--- DATASET RECORDS ---

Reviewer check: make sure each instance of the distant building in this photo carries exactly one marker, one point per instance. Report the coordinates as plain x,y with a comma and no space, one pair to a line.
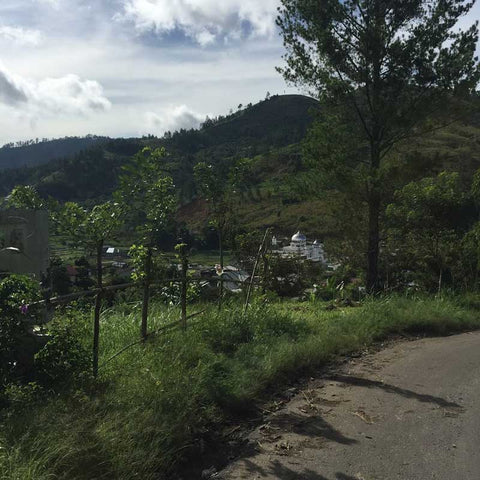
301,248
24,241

---
--- DATASET RECORDS ---

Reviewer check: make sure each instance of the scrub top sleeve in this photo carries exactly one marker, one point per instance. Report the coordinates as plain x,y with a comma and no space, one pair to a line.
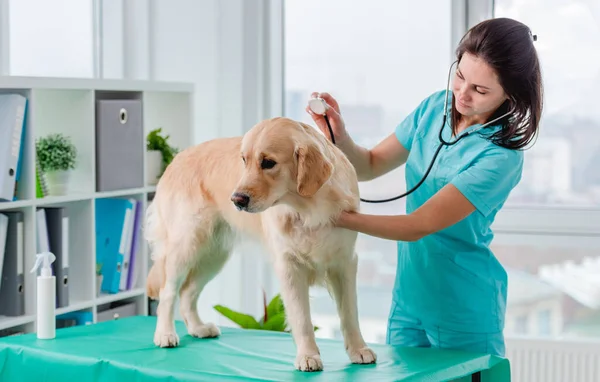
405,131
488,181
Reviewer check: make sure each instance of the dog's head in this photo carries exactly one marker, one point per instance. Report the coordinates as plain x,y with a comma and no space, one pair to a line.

---
--- DATASET RECORDS ---

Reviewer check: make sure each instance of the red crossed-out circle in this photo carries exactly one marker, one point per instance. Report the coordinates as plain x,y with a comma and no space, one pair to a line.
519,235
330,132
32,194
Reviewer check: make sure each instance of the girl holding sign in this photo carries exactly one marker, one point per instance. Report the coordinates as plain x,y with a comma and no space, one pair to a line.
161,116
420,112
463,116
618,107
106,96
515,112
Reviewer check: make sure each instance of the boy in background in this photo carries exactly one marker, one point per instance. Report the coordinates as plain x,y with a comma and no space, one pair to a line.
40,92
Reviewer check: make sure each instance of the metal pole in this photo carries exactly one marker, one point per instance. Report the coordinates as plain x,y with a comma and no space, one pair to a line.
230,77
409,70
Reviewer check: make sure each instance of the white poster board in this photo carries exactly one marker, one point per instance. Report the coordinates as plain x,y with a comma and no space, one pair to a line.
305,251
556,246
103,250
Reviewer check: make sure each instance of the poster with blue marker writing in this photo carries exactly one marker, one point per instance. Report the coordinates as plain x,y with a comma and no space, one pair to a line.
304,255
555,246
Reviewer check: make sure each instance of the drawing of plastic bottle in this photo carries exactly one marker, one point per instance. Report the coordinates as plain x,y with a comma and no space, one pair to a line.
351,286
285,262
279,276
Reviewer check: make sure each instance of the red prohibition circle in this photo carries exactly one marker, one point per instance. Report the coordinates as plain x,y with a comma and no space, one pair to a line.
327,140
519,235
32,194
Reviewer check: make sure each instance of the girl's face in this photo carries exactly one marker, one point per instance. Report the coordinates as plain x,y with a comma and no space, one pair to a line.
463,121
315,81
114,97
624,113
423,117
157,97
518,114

---

WHAT IS EXPECTED: Report how many lines in the listing above contain the string "poster", matching case exactly. Give only the number.

RESULT: 2